Supplied material Block Start
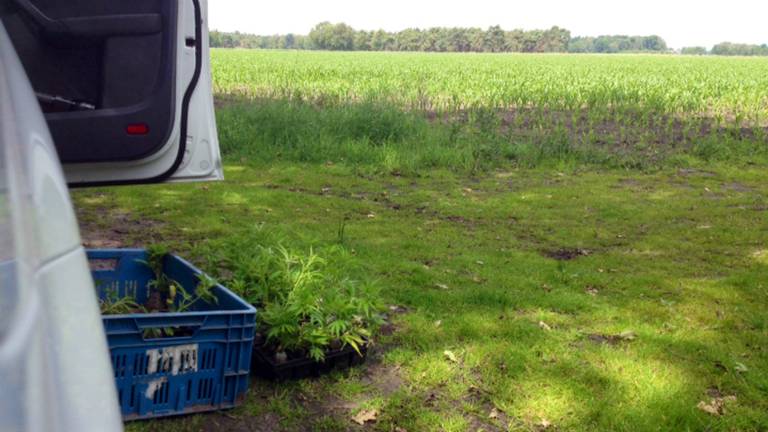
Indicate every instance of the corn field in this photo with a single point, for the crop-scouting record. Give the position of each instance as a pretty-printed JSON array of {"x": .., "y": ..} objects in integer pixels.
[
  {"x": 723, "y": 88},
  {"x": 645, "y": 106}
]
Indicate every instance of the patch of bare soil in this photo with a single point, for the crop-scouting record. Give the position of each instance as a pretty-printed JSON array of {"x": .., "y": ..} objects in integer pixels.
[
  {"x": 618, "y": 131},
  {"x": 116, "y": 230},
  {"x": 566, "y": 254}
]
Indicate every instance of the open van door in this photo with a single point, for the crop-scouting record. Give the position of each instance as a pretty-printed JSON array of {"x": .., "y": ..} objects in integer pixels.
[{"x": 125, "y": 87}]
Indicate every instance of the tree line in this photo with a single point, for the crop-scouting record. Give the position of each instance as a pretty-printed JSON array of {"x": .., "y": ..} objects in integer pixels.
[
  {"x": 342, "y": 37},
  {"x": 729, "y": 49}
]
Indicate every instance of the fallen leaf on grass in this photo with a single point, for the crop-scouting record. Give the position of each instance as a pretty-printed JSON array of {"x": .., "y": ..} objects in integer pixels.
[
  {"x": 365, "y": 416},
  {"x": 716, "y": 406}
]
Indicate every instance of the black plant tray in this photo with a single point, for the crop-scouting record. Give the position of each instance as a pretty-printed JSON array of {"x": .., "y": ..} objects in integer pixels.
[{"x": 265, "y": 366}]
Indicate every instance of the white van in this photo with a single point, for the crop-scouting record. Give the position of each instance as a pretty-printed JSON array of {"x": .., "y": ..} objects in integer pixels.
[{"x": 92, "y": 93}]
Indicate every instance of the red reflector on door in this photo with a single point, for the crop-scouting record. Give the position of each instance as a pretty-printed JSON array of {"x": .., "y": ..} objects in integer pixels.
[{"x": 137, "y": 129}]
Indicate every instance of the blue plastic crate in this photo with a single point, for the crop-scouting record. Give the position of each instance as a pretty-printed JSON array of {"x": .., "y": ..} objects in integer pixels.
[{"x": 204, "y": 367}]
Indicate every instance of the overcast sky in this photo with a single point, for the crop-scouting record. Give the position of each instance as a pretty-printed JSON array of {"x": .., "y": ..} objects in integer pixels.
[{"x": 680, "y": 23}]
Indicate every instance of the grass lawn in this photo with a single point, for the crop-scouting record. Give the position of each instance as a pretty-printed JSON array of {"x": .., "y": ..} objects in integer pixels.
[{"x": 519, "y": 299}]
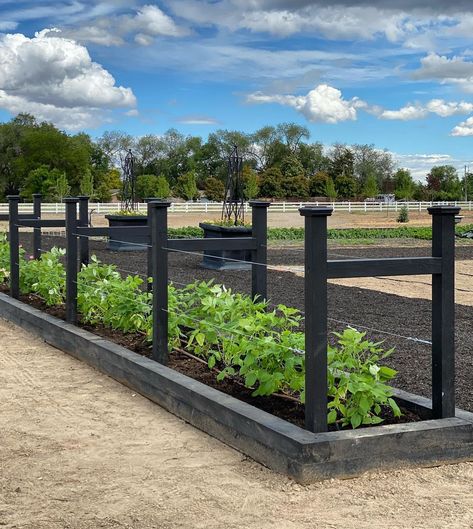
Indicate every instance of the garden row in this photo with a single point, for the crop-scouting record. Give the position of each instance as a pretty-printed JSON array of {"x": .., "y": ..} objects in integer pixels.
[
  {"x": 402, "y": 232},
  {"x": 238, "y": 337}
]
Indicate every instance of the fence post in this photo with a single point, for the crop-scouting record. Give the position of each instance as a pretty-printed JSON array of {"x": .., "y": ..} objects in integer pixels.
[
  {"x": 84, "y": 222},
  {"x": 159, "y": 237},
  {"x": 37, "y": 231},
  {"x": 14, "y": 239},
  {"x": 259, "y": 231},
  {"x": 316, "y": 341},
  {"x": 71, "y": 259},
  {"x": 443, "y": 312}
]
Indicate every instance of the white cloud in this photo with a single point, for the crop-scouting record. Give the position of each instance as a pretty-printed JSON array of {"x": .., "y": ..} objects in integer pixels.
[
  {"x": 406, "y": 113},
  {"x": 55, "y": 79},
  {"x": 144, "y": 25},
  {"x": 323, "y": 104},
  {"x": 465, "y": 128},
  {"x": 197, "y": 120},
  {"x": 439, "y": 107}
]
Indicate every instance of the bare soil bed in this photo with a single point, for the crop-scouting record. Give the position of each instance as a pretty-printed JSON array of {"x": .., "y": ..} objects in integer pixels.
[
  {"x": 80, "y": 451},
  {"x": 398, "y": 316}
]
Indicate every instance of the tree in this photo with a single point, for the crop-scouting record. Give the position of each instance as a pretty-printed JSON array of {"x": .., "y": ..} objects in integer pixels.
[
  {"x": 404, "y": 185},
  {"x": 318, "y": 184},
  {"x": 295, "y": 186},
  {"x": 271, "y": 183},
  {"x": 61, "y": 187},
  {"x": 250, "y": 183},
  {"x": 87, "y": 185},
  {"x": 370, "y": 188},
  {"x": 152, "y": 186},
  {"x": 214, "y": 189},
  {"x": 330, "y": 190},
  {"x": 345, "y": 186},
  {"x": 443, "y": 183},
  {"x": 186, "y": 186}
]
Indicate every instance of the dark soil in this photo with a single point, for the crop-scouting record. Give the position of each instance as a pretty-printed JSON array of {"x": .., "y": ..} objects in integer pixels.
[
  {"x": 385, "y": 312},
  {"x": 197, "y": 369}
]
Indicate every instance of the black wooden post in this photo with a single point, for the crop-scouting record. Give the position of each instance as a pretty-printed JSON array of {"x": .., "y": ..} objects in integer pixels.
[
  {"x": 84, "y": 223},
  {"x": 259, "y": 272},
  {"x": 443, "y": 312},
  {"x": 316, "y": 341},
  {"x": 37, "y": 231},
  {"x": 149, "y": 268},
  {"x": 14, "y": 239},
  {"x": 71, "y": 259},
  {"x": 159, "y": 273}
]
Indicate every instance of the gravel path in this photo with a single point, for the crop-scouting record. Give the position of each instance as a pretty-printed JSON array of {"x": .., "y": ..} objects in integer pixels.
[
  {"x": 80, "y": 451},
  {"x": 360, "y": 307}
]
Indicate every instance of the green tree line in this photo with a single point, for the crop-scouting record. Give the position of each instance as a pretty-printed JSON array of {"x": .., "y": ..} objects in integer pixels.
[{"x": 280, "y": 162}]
Supplied material Block End
* [Problem statement]:
Give the data back exactly, omitting all pictures.

* [Solution to the exercise]:
Indicate every instance of the corn field in this photo with a single point, for the crop-scouting record. Give the position of each instance as a pretty-printed JSON array of {"x": .., "y": ..} objects in integer pixels.
[
  {"x": 723, "y": 88},
  {"x": 645, "y": 106}
]
Indicate every instance of the patch of bare soil in this photo with a single point, for the crop-scouting record. Give the position of each instance as a pretty-printed JSON array of {"x": .., "y": ..} objects in integer pixels.
[
  {"x": 618, "y": 131},
  {"x": 116, "y": 230},
  {"x": 566, "y": 254}
]
Indicate every instance of the open van door in this photo with a single point, for the crop-scouting record. Give the position of each instance as a pretty-printed JSON array of {"x": .., "y": ..} objects in integer pixels.
[{"x": 125, "y": 87}]
Indicate every instance of the tree line in this photo with a single point, for the crop-scouting record. Give the position of each instance as a pretty-printed JSON array of {"x": .., "y": ..} objects in integer pixels.
[
  {"x": 342, "y": 37},
  {"x": 729, "y": 49}
]
Indicate every instance of the fallen leaf on grass in this photo with a single point, for the crop-scouting record. Give the position of each instance as a pretty-printed JSON array of {"x": .., "y": ..} objects in integer pixels.
[
  {"x": 365, "y": 416},
  {"x": 716, "y": 406}
]
Indicate every instance of the black plant tray in this photo with a single point, for the crop-scouting record. Give the position of each instance as a pretty-printed JSON array of {"x": .., "y": ..} objects in integer pixels.
[{"x": 265, "y": 366}]
Indicate every instance of the white van in this photo with a single point, for the crop-scouting record. Give the position of each instance as a pretty-printed JSON array of {"x": .., "y": ..} objects in integer pixels.
[{"x": 92, "y": 93}]
Indicate every instance of the red reflector on door in this photo with a single point, for the crop-scouting record. Give the position of each instance as a pretty-printed JSON array of {"x": .., "y": ..} objects in integer pixels.
[{"x": 137, "y": 129}]
Indicate every instance of the blue plastic crate in this photo with a single point, for the crop-scouting record. Give the position of each instance as a pretty-printed JSON array of {"x": .., "y": ..} objects in integer pixels.
[{"x": 204, "y": 367}]
Indicate every instance of the overcast sky in this photo with a single point, for the crop-scouting record. Give the position of each instance as a pretty-printed JSON array of {"x": .., "y": ..} objects in integer pixels.
[{"x": 680, "y": 23}]
Indicate every instance of the grass lawn in this photo with a single point, for the crop-scouting record. Give the position of each instance as a pretty-printed JSON array of {"x": .., "y": ..} objects in integer pixels.
[{"x": 519, "y": 299}]
Indicate every instance of the garden row in this photo with a single point, for the crop-scouting record. Give the position of each instance as a pretty-printed JSON array of {"x": .., "y": ..} objects in integer pixels.
[
  {"x": 402, "y": 232},
  {"x": 238, "y": 337}
]
Indicate every instance of the fence post in this photo with a single point, for the crop-scouting record. Give the position of each instance as a pretty-printed JSON array of {"x": .., "y": ..} objects in integer pixels.
[
  {"x": 84, "y": 222},
  {"x": 159, "y": 237},
  {"x": 37, "y": 231},
  {"x": 14, "y": 239},
  {"x": 259, "y": 231},
  {"x": 316, "y": 341},
  {"x": 71, "y": 259},
  {"x": 443, "y": 312}
]
Indicate every instance of the white cloud in this photo with a single point, for the crop-scouting record. Give the position of each instance as a pretty-printed JSON array of {"x": .., "y": ..} objects in integer pixels.
[
  {"x": 406, "y": 113},
  {"x": 55, "y": 79},
  {"x": 144, "y": 25},
  {"x": 323, "y": 104},
  {"x": 465, "y": 128},
  {"x": 197, "y": 120},
  {"x": 439, "y": 107}
]
Indicate every instance of the bare soil bed in this photo with a single point, for the crop-scouting record. Give the position of each instance as a pretty-printed JSON array of {"x": .., "y": ..} objects in integer pixels.
[
  {"x": 80, "y": 451},
  {"x": 398, "y": 316}
]
Indicate every instance of the tree in this photo with a single point, for the crop-scouting record. Give the position of each instance as a pretty-printed JSON array of {"x": .., "y": ..} objects in integer pixels.
[
  {"x": 404, "y": 185},
  {"x": 318, "y": 184},
  {"x": 295, "y": 186},
  {"x": 271, "y": 183},
  {"x": 61, "y": 187},
  {"x": 250, "y": 183},
  {"x": 87, "y": 185},
  {"x": 370, "y": 188},
  {"x": 152, "y": 186},
  {"x": 214, "y": 189},
  {"x": 330, "y": 190},
  {"x": 345, "y": 186},
  {"x": 443, "y": 183},
  {"x": 186, "y": 186}
]
Indicate every instance of the dark soil in this photo with a single point, for the crop-scouting record. Give the position of each instance as a pretty-printed JSON array of {"x": .., "y": ..} objects in integer pixels.
[
  {"x": 385, "y": 312},
  {"x": 197, "y": 369}
]
Indicate every instance of the black wooden post in this photo with a single point, for the crop-scouting record. Give the position of each instance as a pretty-printed JSON array of {"x": .., "y": ..} objects in integer pixels.
[
  {"x": 84, "y": 223},
  {"x": 259, "y": 272},
  {"x": 443, "y": 312},
  {"x": 316, "y": 341},
  {"x": 37, "y": 231},
  {"x": 149, "y": 268},
  {"x": 14, "y": 239},
  {"x": 71, "y": 259},
  {"x": 159, "y": 273}
]
Indicate every instance of the gravel path in this photo with a single point, for the crop-scouting record. Give the position of each instance as a pretty-printed JSON array of {"x": .., "y": ..} objects in integer pixels.
[
  {"x": 80, "y": 451},
  {"x": 360, "y": 307}
]
Indicate every instance of the green tree line in this photo with a single point, for the crop-scouting record. Give the position of each instance as a pretty-printed JSON array of {"x": .., "y": ..} objects in integer pixels.
[{"x": 280, "y": 162}]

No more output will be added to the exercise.